Select and copy every line in the records below that contains the string "curtain". Matching is case-sensitive, so only lines with the same capitalization count.
### Provided records
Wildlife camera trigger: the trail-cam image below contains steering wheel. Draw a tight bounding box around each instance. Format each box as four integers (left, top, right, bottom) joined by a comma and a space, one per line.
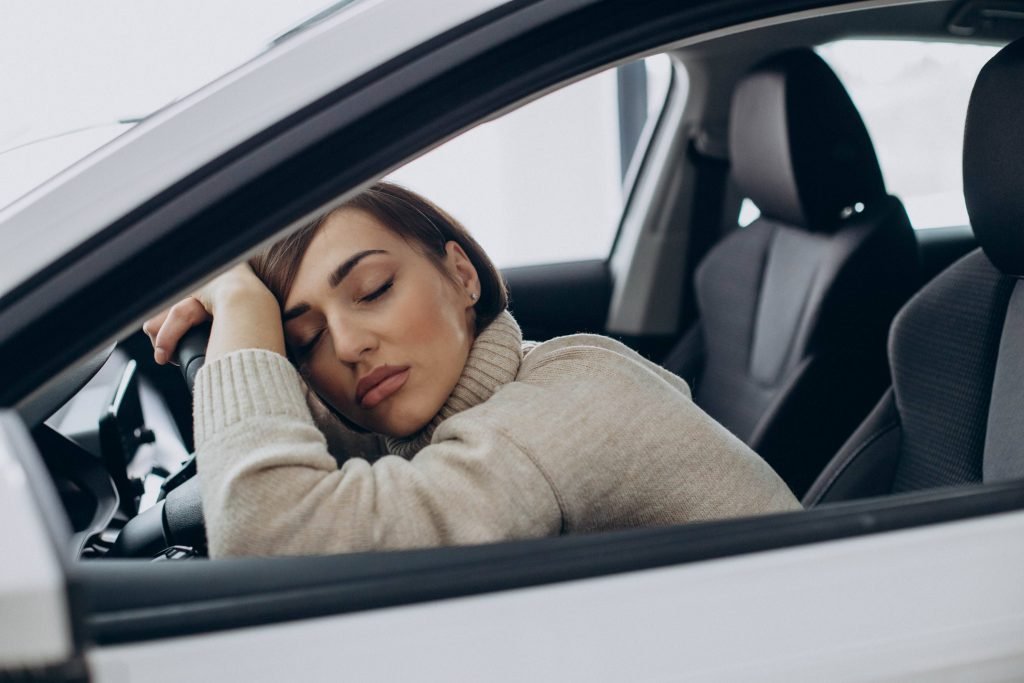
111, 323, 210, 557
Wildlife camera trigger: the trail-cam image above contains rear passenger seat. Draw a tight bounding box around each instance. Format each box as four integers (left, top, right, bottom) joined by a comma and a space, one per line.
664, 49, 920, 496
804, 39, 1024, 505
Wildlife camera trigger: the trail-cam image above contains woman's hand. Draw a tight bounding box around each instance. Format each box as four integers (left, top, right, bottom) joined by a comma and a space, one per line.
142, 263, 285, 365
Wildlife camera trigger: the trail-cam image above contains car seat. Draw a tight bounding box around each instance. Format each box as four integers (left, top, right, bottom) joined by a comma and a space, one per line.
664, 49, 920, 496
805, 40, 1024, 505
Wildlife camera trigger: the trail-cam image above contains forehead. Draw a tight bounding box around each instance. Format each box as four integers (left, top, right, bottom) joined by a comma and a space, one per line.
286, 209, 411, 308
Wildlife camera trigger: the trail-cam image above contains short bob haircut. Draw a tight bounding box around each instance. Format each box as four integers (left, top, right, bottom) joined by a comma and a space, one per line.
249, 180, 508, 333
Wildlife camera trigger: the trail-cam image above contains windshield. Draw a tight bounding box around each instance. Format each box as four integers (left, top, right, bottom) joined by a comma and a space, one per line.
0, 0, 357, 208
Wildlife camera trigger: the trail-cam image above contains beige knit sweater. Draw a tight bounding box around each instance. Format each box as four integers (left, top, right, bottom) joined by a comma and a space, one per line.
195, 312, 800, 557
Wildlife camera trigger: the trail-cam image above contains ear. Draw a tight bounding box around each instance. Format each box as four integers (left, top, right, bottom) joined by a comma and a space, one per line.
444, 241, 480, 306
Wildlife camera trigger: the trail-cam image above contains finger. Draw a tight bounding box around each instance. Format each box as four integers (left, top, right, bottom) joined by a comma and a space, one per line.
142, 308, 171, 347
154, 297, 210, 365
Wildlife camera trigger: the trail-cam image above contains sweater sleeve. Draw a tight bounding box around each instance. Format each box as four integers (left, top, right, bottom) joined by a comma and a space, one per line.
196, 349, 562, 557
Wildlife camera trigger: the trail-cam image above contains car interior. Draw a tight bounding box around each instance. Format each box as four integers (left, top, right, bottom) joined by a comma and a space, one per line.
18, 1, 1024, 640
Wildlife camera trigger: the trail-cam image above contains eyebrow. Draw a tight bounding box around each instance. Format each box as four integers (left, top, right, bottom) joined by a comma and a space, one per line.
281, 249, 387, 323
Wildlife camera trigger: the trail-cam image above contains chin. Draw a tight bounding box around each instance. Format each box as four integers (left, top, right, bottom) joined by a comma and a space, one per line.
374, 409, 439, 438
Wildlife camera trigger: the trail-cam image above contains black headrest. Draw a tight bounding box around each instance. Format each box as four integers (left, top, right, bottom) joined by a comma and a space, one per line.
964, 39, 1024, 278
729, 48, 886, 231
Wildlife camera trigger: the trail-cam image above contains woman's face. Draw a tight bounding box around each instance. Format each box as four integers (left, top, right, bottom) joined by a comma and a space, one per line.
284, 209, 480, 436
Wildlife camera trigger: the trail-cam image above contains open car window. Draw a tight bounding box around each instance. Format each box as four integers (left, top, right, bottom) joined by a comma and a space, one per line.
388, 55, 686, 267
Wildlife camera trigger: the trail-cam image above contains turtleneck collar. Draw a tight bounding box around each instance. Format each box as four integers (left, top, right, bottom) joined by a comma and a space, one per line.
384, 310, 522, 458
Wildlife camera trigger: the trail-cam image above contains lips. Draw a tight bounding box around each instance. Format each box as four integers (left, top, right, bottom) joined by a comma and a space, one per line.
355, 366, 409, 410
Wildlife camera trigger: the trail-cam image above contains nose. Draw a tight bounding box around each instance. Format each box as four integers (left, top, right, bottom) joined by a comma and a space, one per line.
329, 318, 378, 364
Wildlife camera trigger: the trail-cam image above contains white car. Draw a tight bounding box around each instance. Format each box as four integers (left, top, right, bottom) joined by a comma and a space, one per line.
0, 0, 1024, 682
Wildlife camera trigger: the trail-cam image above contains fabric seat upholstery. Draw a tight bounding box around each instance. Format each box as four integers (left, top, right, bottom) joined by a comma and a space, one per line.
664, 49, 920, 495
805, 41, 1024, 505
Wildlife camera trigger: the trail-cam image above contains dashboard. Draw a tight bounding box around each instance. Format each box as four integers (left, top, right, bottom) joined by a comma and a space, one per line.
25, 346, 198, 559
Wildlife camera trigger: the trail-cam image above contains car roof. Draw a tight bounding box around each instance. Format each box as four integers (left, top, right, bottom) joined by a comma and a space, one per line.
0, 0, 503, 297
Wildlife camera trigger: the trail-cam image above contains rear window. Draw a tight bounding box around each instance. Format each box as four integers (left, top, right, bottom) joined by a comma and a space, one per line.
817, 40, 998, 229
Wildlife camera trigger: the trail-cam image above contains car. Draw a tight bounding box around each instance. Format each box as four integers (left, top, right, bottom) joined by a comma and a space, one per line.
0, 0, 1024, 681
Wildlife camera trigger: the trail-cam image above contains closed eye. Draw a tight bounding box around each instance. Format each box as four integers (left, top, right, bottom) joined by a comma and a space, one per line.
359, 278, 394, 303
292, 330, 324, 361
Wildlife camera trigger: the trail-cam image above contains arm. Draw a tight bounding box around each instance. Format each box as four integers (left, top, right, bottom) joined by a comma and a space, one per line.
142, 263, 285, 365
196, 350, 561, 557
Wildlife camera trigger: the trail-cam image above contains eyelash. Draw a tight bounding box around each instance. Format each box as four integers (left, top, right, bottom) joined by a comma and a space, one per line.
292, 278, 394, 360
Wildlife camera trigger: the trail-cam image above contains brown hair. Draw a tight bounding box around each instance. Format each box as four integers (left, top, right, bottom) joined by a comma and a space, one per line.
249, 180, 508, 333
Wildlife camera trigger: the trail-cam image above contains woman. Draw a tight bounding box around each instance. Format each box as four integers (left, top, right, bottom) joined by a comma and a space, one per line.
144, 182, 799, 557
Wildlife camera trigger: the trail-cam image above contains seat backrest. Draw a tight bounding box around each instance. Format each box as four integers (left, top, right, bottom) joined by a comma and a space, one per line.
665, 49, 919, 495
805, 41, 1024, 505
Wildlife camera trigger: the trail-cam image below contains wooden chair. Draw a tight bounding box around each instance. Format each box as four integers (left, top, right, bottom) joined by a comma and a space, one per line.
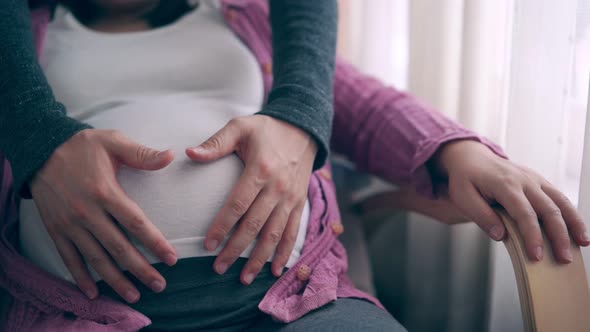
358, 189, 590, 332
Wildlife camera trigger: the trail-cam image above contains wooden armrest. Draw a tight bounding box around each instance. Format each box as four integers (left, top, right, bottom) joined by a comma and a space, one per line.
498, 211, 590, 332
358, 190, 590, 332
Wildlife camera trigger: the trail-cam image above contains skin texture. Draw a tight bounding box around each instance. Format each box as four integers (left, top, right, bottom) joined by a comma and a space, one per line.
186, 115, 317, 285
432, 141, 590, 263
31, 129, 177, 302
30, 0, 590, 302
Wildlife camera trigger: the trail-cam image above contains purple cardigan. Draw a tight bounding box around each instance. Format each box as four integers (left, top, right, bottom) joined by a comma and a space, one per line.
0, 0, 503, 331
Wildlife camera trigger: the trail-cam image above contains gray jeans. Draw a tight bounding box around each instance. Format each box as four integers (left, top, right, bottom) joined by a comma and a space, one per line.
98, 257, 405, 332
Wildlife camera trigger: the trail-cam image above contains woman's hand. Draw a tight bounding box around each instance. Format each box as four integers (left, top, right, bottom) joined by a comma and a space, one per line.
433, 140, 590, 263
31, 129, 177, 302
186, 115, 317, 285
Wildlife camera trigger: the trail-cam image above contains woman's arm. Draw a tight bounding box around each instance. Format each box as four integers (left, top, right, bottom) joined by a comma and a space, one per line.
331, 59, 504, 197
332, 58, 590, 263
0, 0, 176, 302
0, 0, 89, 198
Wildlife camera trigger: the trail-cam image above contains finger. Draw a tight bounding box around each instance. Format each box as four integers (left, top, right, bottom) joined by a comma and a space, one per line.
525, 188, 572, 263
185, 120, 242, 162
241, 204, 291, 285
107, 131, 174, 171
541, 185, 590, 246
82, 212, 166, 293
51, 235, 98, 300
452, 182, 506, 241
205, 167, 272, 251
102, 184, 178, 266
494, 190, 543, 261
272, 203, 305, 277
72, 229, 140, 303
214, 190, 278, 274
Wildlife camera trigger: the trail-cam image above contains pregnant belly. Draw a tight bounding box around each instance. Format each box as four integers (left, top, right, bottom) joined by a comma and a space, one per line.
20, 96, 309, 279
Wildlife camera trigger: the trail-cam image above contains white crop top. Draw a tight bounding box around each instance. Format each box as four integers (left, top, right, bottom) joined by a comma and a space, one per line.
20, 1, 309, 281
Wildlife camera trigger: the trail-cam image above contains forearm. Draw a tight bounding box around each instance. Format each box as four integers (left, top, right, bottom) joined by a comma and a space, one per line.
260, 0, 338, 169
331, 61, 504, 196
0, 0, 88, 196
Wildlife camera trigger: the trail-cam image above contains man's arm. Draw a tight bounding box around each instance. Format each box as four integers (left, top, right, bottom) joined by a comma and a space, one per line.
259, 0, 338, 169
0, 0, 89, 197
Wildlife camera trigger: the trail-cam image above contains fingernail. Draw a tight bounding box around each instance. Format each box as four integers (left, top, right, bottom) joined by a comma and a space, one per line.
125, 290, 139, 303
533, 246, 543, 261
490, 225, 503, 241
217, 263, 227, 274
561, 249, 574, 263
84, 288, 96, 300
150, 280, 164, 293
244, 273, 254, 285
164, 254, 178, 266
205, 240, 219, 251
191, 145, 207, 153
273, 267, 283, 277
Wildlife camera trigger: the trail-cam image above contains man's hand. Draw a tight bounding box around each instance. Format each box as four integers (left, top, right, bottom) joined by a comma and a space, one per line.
######
### Provided records
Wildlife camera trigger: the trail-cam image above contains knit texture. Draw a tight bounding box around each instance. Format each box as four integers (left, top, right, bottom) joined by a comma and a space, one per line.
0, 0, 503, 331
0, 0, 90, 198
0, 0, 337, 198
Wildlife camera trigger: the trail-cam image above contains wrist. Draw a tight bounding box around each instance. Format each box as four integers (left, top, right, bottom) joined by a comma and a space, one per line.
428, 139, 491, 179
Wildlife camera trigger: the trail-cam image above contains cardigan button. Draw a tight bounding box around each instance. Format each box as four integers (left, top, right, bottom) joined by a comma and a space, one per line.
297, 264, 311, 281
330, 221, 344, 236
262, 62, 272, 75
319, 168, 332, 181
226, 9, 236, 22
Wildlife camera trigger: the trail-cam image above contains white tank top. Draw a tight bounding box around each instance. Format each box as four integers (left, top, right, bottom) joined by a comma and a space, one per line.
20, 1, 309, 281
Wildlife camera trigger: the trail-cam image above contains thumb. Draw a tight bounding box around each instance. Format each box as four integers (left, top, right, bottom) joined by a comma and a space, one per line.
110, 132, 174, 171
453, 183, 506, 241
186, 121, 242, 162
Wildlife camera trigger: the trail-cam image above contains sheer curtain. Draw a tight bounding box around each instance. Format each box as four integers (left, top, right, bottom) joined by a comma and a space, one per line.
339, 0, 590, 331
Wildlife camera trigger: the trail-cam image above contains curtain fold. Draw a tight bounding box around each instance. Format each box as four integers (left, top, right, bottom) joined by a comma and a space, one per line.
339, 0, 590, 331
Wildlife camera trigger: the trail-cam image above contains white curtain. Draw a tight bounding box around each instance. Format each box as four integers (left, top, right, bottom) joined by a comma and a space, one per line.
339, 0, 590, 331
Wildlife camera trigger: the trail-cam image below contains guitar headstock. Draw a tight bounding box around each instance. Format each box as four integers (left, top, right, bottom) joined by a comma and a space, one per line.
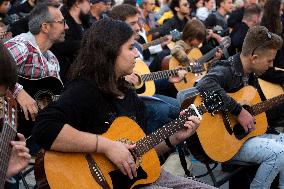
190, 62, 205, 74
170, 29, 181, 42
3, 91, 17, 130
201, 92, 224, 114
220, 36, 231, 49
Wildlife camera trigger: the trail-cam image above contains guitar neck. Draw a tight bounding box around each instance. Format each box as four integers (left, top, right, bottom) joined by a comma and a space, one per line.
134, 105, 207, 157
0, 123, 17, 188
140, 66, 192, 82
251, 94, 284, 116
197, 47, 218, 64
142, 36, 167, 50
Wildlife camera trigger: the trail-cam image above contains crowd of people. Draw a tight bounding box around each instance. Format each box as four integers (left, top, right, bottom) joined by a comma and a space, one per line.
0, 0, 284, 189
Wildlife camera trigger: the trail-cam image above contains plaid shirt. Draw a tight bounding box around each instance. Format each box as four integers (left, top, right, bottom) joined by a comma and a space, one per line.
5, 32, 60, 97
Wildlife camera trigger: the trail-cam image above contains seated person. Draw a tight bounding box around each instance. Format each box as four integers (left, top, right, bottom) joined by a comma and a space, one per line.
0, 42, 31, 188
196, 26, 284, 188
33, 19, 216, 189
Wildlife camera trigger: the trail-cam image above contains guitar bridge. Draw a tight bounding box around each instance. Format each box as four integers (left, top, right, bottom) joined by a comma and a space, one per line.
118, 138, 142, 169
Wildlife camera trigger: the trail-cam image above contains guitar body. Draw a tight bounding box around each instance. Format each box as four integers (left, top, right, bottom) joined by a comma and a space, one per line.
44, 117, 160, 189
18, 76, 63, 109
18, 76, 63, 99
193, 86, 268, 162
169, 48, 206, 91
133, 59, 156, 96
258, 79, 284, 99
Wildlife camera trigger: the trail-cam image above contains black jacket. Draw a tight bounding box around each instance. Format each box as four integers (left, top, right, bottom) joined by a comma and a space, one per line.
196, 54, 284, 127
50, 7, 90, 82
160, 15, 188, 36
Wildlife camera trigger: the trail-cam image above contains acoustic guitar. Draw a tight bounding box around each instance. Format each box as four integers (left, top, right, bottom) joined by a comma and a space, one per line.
######
### Provided records
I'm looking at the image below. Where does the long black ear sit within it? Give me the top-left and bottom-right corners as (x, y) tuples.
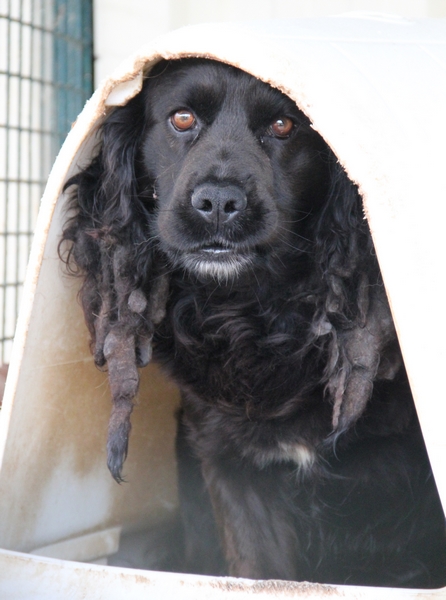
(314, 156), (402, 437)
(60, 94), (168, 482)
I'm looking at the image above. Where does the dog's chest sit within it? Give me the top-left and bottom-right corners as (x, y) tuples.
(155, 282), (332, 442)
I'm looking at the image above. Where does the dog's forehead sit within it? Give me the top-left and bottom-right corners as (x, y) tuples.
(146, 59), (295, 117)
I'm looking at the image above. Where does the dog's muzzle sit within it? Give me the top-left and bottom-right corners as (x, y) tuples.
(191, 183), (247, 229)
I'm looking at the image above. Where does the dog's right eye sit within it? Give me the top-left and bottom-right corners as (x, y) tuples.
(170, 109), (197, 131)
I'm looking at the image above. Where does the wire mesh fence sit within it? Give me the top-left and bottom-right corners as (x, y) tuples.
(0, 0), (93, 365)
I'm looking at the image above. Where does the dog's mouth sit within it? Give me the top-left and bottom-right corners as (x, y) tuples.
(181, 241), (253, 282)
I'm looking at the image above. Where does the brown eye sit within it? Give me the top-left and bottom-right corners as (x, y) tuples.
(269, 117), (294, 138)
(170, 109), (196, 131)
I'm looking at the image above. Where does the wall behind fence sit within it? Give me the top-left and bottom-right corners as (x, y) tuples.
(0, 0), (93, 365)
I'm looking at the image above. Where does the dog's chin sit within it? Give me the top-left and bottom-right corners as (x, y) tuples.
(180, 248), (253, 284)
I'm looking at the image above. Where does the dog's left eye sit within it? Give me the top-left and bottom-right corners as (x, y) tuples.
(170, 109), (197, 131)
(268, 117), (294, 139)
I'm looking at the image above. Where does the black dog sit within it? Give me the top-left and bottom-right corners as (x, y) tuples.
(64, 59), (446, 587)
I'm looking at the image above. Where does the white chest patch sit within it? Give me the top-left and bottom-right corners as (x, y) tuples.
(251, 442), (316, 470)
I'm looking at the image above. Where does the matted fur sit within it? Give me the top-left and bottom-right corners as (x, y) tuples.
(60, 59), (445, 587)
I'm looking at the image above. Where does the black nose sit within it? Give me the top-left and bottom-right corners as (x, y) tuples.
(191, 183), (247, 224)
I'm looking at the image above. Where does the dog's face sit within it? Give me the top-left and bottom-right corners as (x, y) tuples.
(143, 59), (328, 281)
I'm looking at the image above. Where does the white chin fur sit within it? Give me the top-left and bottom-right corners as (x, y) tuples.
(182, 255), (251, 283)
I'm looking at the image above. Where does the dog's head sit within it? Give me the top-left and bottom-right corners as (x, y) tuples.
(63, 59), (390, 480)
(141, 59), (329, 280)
######
▶ **Written response**
Wildlife camera trigger: the trail-cam image above contains sheer curtain. Draw a tight bounding box around each instance. Format each box as four integers (left, top, right, bottom) joined by a comma and a space, one per line.
Wildlife camera trigger: the trail-cam image above contains curtain fold. Draw a tight bounding box around each instance. Format each box as four integers (left, top, right, bottom) joined by a comma and a space, one per line.
Wildlife camera trigger: the trail-cam image above contains white curtain. Draw a tight bounding box around each instance. Format each box as four integers (left, top, right, bottom) joined by a comma and a space, one per line.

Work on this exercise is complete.